▶ Task: Reproduce exactly the lines from the top of the records below through the line holding "In the photo above, where can the large".

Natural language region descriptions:
───

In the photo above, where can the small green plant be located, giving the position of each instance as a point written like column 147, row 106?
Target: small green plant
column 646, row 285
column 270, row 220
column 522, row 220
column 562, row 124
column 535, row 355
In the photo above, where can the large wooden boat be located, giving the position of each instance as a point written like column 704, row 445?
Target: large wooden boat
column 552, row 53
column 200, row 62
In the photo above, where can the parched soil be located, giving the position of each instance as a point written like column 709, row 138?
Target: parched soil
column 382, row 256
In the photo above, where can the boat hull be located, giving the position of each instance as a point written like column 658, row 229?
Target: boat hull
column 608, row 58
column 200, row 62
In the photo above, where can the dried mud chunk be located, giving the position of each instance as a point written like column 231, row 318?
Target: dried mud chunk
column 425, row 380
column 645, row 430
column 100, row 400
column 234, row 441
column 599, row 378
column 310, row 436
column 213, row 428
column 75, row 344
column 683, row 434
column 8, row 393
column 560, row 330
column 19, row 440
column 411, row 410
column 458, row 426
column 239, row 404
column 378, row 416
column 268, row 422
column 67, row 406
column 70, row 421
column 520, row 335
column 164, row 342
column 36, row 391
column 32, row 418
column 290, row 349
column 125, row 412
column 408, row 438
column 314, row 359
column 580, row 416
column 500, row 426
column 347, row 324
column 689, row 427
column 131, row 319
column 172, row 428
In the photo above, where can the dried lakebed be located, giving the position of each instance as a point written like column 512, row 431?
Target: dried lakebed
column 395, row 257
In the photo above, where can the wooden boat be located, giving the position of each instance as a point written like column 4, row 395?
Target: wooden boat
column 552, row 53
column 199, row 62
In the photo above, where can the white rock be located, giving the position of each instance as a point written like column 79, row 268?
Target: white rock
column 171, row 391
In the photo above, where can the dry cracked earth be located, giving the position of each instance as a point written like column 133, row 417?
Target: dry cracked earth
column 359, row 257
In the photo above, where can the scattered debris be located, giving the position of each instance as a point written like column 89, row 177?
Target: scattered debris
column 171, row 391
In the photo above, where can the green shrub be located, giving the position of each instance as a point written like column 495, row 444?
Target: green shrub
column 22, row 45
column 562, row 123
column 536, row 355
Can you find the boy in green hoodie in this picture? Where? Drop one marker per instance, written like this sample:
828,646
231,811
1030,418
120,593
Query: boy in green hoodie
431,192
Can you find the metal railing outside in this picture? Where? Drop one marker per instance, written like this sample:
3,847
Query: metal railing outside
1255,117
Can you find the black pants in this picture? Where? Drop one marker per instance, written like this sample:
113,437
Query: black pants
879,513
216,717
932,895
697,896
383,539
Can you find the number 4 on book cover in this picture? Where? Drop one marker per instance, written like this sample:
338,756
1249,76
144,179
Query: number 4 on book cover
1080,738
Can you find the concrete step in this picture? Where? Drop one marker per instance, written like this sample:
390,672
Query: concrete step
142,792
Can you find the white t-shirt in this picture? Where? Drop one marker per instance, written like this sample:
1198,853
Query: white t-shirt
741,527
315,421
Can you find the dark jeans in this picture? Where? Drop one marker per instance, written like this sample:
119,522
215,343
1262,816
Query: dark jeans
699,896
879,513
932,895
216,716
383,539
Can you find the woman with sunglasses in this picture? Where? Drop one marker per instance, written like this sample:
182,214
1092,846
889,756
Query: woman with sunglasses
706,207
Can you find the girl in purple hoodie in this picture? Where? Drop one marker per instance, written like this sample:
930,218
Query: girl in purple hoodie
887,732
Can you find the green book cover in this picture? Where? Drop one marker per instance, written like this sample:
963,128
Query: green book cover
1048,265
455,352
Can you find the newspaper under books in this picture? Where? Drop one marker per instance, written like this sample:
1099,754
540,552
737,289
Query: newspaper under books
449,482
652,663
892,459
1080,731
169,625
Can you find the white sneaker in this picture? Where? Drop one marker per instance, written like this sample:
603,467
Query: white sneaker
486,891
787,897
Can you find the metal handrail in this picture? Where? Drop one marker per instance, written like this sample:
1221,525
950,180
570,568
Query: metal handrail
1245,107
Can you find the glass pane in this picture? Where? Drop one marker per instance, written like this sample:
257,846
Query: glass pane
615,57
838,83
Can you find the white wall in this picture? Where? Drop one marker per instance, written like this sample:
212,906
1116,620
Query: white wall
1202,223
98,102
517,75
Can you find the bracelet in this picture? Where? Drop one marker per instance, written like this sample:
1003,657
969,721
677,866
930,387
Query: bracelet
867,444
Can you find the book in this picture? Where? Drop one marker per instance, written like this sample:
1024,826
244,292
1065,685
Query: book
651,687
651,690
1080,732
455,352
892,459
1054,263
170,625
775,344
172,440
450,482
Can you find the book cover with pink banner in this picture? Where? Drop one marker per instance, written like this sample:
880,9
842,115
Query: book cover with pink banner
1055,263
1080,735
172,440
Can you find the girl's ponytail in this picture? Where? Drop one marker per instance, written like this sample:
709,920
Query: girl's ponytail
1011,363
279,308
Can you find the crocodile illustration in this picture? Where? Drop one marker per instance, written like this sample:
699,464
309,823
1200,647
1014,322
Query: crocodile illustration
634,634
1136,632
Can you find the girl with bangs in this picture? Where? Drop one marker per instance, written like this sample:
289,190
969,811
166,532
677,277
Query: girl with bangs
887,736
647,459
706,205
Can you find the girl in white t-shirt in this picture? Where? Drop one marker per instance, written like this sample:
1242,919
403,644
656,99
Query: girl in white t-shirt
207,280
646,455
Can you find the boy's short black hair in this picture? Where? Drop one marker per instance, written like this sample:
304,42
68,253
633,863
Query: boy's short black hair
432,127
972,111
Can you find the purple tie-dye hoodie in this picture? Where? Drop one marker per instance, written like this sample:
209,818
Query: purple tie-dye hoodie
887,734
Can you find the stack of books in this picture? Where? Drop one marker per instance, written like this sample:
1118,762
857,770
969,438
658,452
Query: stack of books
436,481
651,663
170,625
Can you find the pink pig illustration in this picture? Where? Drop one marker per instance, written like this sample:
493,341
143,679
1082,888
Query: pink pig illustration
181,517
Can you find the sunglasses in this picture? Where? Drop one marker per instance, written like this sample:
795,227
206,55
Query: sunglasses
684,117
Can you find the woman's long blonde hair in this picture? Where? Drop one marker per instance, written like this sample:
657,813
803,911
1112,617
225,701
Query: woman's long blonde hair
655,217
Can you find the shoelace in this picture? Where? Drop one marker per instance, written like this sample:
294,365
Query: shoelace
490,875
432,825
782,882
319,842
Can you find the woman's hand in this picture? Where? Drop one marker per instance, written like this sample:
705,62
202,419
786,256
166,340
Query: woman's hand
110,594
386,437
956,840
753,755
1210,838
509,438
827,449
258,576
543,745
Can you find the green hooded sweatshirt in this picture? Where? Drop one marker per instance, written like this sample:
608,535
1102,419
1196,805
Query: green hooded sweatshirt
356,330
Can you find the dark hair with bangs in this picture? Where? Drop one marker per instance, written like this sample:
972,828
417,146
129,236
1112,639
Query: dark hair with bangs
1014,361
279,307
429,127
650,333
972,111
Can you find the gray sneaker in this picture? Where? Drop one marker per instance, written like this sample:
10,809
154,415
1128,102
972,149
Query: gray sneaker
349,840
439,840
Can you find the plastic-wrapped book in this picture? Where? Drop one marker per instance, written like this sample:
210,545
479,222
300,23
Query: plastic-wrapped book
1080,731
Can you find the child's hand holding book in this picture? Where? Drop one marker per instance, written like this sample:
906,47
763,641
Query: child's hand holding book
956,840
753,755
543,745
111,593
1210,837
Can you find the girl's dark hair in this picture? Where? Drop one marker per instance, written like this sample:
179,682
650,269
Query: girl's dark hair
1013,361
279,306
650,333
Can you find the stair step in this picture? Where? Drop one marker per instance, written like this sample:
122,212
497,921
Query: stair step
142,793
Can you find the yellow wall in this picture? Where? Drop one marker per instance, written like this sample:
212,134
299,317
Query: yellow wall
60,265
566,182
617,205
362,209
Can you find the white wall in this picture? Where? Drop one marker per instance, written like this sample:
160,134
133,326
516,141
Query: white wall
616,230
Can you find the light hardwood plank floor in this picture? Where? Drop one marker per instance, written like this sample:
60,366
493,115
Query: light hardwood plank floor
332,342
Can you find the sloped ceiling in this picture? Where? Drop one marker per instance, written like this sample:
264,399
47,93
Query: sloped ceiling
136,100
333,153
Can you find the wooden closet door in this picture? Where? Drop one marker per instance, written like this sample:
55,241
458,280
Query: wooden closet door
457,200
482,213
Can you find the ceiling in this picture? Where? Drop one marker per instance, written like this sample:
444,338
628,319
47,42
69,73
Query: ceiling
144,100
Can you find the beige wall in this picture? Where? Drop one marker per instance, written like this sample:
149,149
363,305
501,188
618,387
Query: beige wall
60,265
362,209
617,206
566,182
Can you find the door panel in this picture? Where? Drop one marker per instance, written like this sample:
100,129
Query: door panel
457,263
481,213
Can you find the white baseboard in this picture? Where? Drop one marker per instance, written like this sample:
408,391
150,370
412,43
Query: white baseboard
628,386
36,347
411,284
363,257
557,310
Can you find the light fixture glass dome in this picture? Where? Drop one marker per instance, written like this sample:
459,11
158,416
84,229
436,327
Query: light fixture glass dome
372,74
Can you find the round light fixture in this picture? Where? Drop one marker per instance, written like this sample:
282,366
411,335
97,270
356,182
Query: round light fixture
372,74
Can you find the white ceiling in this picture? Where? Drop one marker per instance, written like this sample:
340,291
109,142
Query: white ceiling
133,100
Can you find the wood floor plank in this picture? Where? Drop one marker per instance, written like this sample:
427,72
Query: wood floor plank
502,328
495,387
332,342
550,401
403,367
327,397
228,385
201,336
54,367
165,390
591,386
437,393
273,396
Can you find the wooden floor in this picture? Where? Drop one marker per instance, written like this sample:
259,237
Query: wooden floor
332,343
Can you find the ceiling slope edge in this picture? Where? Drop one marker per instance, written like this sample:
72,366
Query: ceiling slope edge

───

▶ Exercise output:
In the photo above, where can the small green plant be located, giving the position of each instance as a point written like column 147, row 106?
Target: small green plant
column 646, row 285
column 270, row 220
column 522, row 220
column 562, row 124
column 535, row 355
In the photo above, where can the large wooden boat be located, giving the position of each instance as a point written like column 704, row 445?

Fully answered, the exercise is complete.